======== Task inputs

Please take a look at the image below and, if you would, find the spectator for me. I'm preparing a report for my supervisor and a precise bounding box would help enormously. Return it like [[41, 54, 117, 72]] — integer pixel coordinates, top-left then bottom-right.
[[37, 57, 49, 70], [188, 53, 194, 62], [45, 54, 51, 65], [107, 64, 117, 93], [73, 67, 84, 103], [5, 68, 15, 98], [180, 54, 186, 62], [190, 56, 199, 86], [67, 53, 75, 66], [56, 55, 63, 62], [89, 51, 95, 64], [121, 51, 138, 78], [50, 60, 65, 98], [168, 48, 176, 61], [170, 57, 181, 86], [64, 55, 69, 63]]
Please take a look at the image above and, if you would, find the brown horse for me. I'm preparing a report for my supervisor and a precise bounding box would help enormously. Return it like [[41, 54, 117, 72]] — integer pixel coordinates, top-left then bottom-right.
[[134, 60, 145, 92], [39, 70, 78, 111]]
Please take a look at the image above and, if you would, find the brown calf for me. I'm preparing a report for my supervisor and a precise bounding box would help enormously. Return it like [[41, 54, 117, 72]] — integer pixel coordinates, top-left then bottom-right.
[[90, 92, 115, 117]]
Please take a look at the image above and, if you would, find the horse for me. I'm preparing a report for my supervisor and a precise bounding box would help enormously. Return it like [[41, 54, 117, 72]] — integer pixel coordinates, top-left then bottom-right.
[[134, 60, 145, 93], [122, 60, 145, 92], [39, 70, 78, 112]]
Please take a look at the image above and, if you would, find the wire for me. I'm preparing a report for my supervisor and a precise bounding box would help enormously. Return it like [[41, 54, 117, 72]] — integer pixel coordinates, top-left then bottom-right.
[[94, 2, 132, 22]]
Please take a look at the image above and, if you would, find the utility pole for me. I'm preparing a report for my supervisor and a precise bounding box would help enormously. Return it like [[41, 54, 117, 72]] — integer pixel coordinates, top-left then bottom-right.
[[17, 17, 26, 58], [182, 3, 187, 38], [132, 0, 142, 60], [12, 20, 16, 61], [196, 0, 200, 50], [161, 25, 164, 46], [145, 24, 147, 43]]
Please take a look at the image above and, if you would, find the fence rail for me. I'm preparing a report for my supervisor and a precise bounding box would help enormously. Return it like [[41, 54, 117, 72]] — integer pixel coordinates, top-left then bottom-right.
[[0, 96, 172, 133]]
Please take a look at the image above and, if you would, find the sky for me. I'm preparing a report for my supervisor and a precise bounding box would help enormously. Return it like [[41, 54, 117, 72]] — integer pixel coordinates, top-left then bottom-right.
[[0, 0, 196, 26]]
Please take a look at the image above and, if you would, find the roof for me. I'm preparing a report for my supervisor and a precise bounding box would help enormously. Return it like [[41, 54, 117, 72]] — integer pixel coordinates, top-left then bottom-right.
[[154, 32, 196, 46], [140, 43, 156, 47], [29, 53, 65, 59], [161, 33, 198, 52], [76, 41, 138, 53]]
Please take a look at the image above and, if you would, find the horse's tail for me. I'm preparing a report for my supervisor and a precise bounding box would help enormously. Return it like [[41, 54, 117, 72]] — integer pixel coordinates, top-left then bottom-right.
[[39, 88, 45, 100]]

================

→ Short task:
Arrange all of the material above as a two-column CSV with the headers "text" and "answer", one row per entry. Put each value in a single quoted field and replace any line breaks with spaces.

→ Task output:
text,answer
"Please take a look at the image below and, if you would, find the spectator for me. I'm preparing a report for my supervisor and a precise bounding box would help enormously. Return it like [[41, 54, 117, 72]] — integer pixel coordinates, top-left then bottom-right.","[[37, 57, 49, 70], [188, 53, 194, 62], [45, 54, 51, 65], [107, 64, 117, 93], [73, 67, 84, 103], [5, 68, 15, 98], [180, 54, 186, 62], [190, 56, 199, 86], [67, 53, 75, 66], [56, 55, 63, 62], [89, 51, 95, 64], [121, 51, 138, 78], [50, 60, 65, 98], [168, 48, 176, 61], [170, 57, 181, 86], [64, 55, 69, 63]]"
"Please take a look at the image above and, if you would, find the brown horse for me. I'm preparing a report for my supervisor and a precise bounding box would help enormously. Return it like [[41, 54, 117, 72]] — integer pixel coordinates, top-left then bottom-right.","[[134, 60, 145, 92], [39, 70, 78, 111]]"
"Please take a look at the image above and, if you would, find the brown calf for me. I'm preparing a report for my supervisor and a precise bounding box would help enormously. Return it like [[41, 54, 117, 72]] — integer pixel coordinates, top-left then bottom-right.","[[90, 92, 115, 117]]"
"Please take a look at the image above and, if you would, find the horse for me. I'm preparing a report for my supervisor and a precise bounding box would help enormously. Return it like [[41, 54, 117, 72]] — integer pixel coordinates, top-left then bottom-right.","[[134, 60, 145, 93], [122, 60, 145, 92], [39, 70, 78, 112]]"
"Please take a look at the image above and, if you would, find the wire for me. I'm preparing a report for my supervisor and a precise bounding box would help enormously. Return it like [[41, 54, 117, 72]] — integer pixel coordinates, top-left then bottom-right.","[[94, 2, 132, 22]]"
"Please take a look at the image above and, if you would, find the utility pole for me. I'm preparing a report for my supervisor and a precise bounding box would help enormously. Return it like [[41, 54, 117, 72]] — integer pixel coordinates, top-left then bottom-right.","[[17, 17, 26, 58], [182, 3, 187, 38], [132, 0, 142, 60], [12, 20, 16, 61], [196, 0, 200, 50], [161, 25, 164, 46], [145, 24, 147, 43]]"
"Please take a look at the image above and, if you would, find the fence rail for me. I'm preparing a report for my supervisor and a precise bounding box would help enormously. Return it like [[41, 54, 117, 72]] — integer pixel coordinates, top-left then bottom-right.","[[0, 96, 172, 133]]"
"Please take a look at the image above and, if you would, find the sky for me. I'm preparing a report for my supervisor and a precise bounding box would help enormously. Return it like [[41, 54, 117, 72]] — integer pixel coordinates, top-left then bottom-right.","[[0, 0, 196, 26]]"
"Please take a look at the image above and, if you would, find the roof for me. I'm preparing a report for my supervisor and a precise bounding box would help enormously. Return it like [[41, 54, 117, 72]] — integer pixel coordinates, top-left then bottom-right.","[[154, 32, 196, 46], [140, 43, 156, 47], [29, 53, 65, 59], [161, 33, 198, 52], [76, 41, 138, 53]]"
"Please take a look at the image above and, if you would, find the horse's tail for me. I'm preparing a report for my supervisor and a precise bounding box would help enormously. Return it like [[41, 54, 117, 72]] — integer pixel coordinates, top-left then bottom-right.","[[39, 88, 45, 100]]"